**GIVEN PROBLEM A**
In the heat sink patent excerpt, how many heat pipes does the heat bus shown in FIG. 7A comprise?

**EXTRACT TO READ**
# # #
Another embodiment of the invention provides a heat sink comprising a fin structure having a plurality of interconnected repeating cellular air channels that allow the movement of air there through to remove heat from the fin structure. The heat sink further comprises a heat bus having a first portion conductively connected to a bottom of the fin structure, a second portion conductively connected to a first side of the fin structure and a third portion conductively connected to a second side of the fin structure, wherein the heat bus facilitates the removal of heat from the first portion of the heat bus to the first side and second side of the fin structure for dissipation to air moving through the air channels of the fin structure.
BRIEF DESCRIPTION OF THE SEVERAL VIEWS OF THE DRAWINGS
FIG. 1 is a perspective view of an embodiment of a heat sink of the present invention comprising a heat bus connected to a honeycomb fin structure having a plurality of interconnected, repeating cellular air channels.
FIG. 2 is a section end view of an embodiment of a heat sink of the present invention comprising a honeycomb fin structure coupled to a U-shaped heat bus.
FIG. 3 is a section end view of a second embodiment of a heat sink of the present invention comprising a honeycomb fin structure coupled to a U-shaped heat bus having a portion that conforms to the side of the fin structure.
FIG. 4 is a perspective view of a third embodiment of a heat sink of the present invention comprising a honeycomb fin structure coupled to a U-shaped heat bus having a plurality of branches to enhance heat distribution to the fin structure.
FIG. 5A is a perspective view of a fourth embodiment of a heat sink of the present invention comprising a honeycomb fin structure coupled to a U-shaped heat bus having a broad profile to enhance heat distribution to the fin structure.
FIG. 5B is a perspective view of a modified fourth embodiment of the heat sink of FIG. 5A comprising a honeycomb fin structure coupled to a U-shaped heat bus that extends the length of the honeycomb fin structure to further enhance heat distribution to the fin structure.
FIG. 6 is a section end view of an embodiment of a heat sink of the present invention comprising a honeycomb fin structure coupled to a U-shaped heat bus that comprises a U-shaped heat pipe.
FIG. 7A is a section end view of another embodiment of a heat sink of the present invention comprising a honeycomb fin structure coupled to a heat bus that substantially surrounds the fin structure and comprises two heat pipes.
FIG. 7B is a perspective view of an embodiment of a heat sink comprising a honeycomb fin structure coupled to a heat bus that substantially surrounds the fin structure.
DETAILED DESCRIPTION
Embodiments of the heat sink of the present invention comprise a heat bus and a fin structure to remove heat from a heat-generating electronic component, such as a processor. An embodiment of the heat sink of the present invention comprises a fin structure for dissipating heat to air flowing through air channels within the fin structure. The fin structure comprises repeating interconnected cellular air channels that may be circular or have a plurality of sides and shapes. Examples of such repeating interconnected cellular air channels include hexagonal (honeycomb) air channels, pentagonal air channels, quadrilateral (e.g., trapezoidal, rectangular or square) air channels and triangular air channels, or combinations of two or more of these. The fin structure generally comprises a bottom intermediate, a first side and a second side.
# # #
**RECORDS SHOWN**

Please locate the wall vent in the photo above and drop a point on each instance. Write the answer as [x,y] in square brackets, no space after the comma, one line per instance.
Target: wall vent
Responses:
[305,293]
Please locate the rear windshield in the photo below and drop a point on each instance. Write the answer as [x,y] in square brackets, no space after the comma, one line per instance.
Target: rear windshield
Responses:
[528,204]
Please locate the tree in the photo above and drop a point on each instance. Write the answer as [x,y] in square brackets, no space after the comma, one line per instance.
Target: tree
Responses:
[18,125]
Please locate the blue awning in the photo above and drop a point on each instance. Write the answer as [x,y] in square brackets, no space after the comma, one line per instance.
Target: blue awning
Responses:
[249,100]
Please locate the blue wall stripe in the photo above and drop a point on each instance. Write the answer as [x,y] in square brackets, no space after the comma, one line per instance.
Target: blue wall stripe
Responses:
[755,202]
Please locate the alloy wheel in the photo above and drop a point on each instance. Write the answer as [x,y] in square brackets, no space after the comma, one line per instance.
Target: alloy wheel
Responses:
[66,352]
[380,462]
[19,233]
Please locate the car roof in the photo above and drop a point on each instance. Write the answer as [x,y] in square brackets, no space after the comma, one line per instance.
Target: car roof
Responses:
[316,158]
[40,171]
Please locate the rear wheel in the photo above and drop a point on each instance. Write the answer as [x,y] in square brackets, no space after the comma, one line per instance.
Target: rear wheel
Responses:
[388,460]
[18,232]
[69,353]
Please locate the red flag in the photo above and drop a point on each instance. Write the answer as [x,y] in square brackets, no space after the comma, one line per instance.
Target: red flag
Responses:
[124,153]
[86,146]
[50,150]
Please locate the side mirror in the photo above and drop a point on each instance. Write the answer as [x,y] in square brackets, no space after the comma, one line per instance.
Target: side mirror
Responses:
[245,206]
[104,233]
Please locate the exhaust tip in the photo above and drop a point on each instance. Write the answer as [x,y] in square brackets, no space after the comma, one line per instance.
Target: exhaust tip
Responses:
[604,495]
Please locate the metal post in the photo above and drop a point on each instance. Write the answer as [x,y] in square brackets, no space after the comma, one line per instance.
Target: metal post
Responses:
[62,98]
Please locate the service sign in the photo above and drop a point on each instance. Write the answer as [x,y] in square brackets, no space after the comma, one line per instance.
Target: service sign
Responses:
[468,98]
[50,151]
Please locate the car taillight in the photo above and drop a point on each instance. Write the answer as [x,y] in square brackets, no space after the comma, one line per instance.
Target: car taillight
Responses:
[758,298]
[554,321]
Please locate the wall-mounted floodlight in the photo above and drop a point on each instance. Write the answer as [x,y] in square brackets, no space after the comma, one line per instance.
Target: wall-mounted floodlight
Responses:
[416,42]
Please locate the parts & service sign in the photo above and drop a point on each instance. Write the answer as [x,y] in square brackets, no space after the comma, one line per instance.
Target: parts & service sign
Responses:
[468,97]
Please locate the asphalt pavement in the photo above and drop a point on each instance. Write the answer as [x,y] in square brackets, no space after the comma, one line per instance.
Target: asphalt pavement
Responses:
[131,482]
# # #
**GIVEN PROBLEM B**
Put the rows from the line containing "Please locate the asphalt" through the end of the rows into a Markdown table with the columns Number and Record line. Leave out blank lines.

**WORKED SOLUTION A**
Two heat pipes.

**WORKED SOLUTION B**
| Number | Record line |
|---|---|
| 1 | Please locate the asphalt pavement in the photo above and drop a point on each instance. Write the answer as [x,y] in square brackets, no space after the comma, one line per instance. |
| 2 | Target: asphalt pavement |
| 3 | Responses: |
| 4 | [131,482] |